■ PROBLEM REQUIREMENTS ■
Print the entries below again exactly as they stand, but skip any picture.

■ DATA EXCERPTS ■
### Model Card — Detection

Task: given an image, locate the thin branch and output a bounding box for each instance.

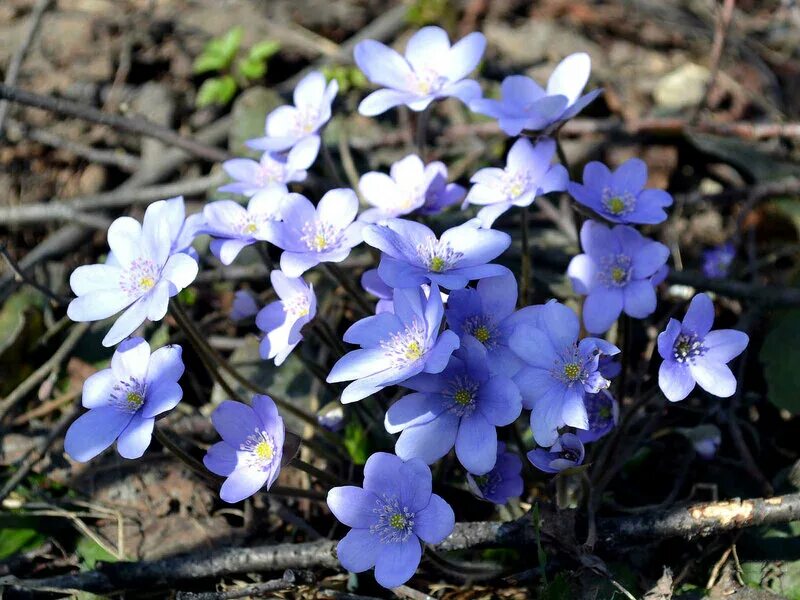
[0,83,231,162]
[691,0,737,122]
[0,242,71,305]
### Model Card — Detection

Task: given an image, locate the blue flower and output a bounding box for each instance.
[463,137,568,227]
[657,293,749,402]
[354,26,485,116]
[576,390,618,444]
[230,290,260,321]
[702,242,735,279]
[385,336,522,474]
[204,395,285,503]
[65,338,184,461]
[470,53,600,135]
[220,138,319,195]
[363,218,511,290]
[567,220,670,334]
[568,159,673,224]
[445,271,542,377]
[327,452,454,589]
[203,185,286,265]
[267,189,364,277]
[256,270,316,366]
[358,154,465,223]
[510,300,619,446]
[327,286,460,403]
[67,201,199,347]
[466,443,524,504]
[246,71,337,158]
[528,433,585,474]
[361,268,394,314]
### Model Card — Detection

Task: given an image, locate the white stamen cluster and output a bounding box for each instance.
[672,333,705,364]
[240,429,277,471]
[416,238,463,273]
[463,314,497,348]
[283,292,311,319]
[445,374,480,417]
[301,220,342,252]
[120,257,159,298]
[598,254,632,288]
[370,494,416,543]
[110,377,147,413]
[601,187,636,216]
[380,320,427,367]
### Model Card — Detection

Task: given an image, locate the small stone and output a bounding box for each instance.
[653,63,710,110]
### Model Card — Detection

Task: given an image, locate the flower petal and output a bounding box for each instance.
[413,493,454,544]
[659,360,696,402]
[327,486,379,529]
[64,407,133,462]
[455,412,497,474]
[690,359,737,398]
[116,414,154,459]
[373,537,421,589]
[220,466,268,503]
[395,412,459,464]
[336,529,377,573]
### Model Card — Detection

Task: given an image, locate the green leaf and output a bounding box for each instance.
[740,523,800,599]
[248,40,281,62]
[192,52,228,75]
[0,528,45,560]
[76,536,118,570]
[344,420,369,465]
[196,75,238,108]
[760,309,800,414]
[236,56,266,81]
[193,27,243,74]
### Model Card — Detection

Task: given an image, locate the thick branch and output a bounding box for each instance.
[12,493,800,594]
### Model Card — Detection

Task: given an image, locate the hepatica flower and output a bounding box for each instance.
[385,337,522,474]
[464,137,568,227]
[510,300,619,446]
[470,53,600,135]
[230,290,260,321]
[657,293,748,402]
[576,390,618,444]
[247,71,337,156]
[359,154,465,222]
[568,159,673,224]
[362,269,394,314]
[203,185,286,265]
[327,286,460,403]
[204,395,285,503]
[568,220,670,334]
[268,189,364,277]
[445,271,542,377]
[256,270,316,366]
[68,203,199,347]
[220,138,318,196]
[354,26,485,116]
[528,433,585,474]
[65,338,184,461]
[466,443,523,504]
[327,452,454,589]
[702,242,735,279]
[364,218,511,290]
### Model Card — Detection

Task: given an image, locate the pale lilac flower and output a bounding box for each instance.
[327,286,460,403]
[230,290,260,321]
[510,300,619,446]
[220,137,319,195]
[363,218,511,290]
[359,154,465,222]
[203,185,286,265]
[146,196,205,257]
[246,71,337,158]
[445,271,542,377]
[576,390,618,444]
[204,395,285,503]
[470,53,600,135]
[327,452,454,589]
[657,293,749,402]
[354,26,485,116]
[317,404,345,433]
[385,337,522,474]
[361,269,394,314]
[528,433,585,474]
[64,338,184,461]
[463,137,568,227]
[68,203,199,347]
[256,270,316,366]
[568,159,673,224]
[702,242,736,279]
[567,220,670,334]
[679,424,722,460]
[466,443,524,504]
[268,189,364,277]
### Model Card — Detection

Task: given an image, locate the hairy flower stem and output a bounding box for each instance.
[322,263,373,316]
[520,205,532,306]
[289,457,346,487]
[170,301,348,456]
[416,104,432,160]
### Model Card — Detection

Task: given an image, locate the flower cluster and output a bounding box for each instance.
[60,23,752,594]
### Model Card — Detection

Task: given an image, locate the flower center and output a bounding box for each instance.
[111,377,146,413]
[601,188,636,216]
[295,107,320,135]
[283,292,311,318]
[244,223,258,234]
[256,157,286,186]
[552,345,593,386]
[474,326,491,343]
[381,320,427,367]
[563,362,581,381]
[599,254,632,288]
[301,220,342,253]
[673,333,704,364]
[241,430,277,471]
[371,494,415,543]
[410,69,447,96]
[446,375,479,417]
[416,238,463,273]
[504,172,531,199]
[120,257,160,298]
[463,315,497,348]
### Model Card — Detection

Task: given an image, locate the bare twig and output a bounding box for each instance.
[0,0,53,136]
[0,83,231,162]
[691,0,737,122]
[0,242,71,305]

■ TASK RESPONSE ■
### Model Card — Detection

Task: given an image, locate the thin branch and output a bounding box for each instance.

[0,83,231,162]
[691,0,737,122]
[0,242,71,305]
### Model Card — Detection

Task: given an image, locate the blue flower and output a bounding box for each instance.
[463,137,568,227]
[657,293,749,402]
[354,26,485,116]
[576,390,618,444]
[230,290,260,321]
[702,242,735,279]
[385,336,522,474]
[204,395,285,503]
[65,338,184,461]
[470,53,600,135]
[220,138,319,195]
[363,218,511,290]
[567,220,670,334]
[568,159,673,224]
[445,271,542,377]
[327,452,454,589]
[203,185,286,265]
[267,189,364,277]
[256,270,316,366]
[358,154,465,223]
[510,300,619,446]
[327,286,460,403]
[67,201,199,347]
[466,443,524,504]
[246,71,337,158]
[528,433,585,474]
[361,268,394,314]
### Model Card — Detection

Task: given an image, locate the white stamen cluster and output a bounding box for each instance.
[672,333,705,364]
[240,429,277,471]
[416,238,463,273]
[463,314,497,348]
[283,292,311,319]
[445,374,480,417]
[301,220,342,252]
[120,257,159,298]
[598,254,632,288]
[370,494,416,543]
[110,377,147,413]
[601,187,636,216]
[380,320,427,367]
### Model Card — Detection

Task: given an image, locate the small stone and output a bounding box for each instance.
[653,63,710,110]
### Model Card — Detection

Task: given an image, locate the flower petal and output a bounding box for each instance.
[413,493,454,544]
[659,360,696,402]
[327,486,379,529]
[64,407,133,462]
[455,412,497,474]
[690,359,737,398]
[116,414,154,459]
[373,537,421,589]
[220,466,268,503]
[395,412,459,464]
[336,529,377,573]
### Model Card — Detection

Task: given an image, locate the green leaf and output a bounding box for each instance.
[740,523,800,599]
[248,40,281,62]
[192,52,228,75]
[0,528,45,560]
[76,536,118,570]
[344,420,369,465]
[196,75,238,108]
[760,309,800,414]
[236,56,266,81]
[193,27,243,74]
### Model Card — Detection

Task: given an image, locate the thick branch and output a bounding box for each instance.
[12,493,800,594]
### Model Card — Detection

Task: given an image, locate the hepatica flower and output a bounding box for each instance.
[385,337,522,474]
[464,137,568,227]
[510,300,619,446]
[470,53,600,135]
[230,290,260,321]
[657,293,748,402]
[576,390,618,444]
[247,71,337,156]
[359,154,465,222]
[568,159,673,224]
[362,269,394,314]
[203,185,286,265]
[327,286,460,403]
[204,395,285,503]
[568,220,670,334]
[268,189,364,277]
[445,271,542,377]
[256,270,316,366]
[68,203,199,347]
[220,138,318,196]
[354,26,485,116]
[528,433,585,474]
[65,338,184,461]
[466,443,523,504]
[327,452,454,589]
[702,242,735,279]
[364,218,511,290]
### Model Card — Detection

Task: given an image, locate the pale lilac flower and output a bounding box for each instance.
[327,286,460,403]
[230,290,260,321]
[510,300,619,446]
[220,137,319,195]
[363,218,511,290]
[359,154,465,222]
[203,185,286,265]
[146,196,205,257]
[246,71,337,158]
[445,271,542,377]
[576,390,618,444]
[204,395,285,503]
[470,53,600,135]
[327,452,454,589]
[657,293,749,402]
[354,26,485,116]
[317,404,345,433]
[385,337,522,474]
[361,269,394,314]
[528,433,585,474]
[64,338,184,461]
[463,137,568,227]
[68,203,199,347]
[256,270,316,366]
[568,159,673,224]
[702,242,736,279]
[567,220,670,334]
[679,424,722,460]
[466,443,524,504]
[268,189,364,277]
### Model Card — Detection

Task: given an image, locate the hairy flower stem and output a bounding box for each instance.
[322,263,373,316]
[520,205,532,306]
[289,457,346,487]
[170,301,348,456]
[416,104,432,160]
### Model Card — Detection

Task: given an image, locate the flower cluster and output a bounding box for each instance.
[60,23,752,594]
### Model Card — Detection

Task: given an image, locate the flower center and output a bounding box for each instance.
[111,377,146,413]
[601,188,636,216]
[295,107,320,135]
[283,292,311,318]
[244,223,258,234]
[256,157,286,186]
[552,345,593,386]
[474,326,491,343]
[381,320,427,367]
[563,362,581,381]
[599,254,632,288]
[301,220,342,253]
[673,333,704,364]
[241,430,277,471]
[371,494,415,543]
[410,69,447,96]
[446,375,479,417]
[416,238,463,273]
[504,172,531,199]
[120,257,160,298]
[463,315,497,348]
### Model Card — Detection

Task: given an image, locate the bare twig and output a bounding box for each instance.
[0,0,53,136]
[0,83,231,162]
[691,0,737,122]
[0,242,71,305]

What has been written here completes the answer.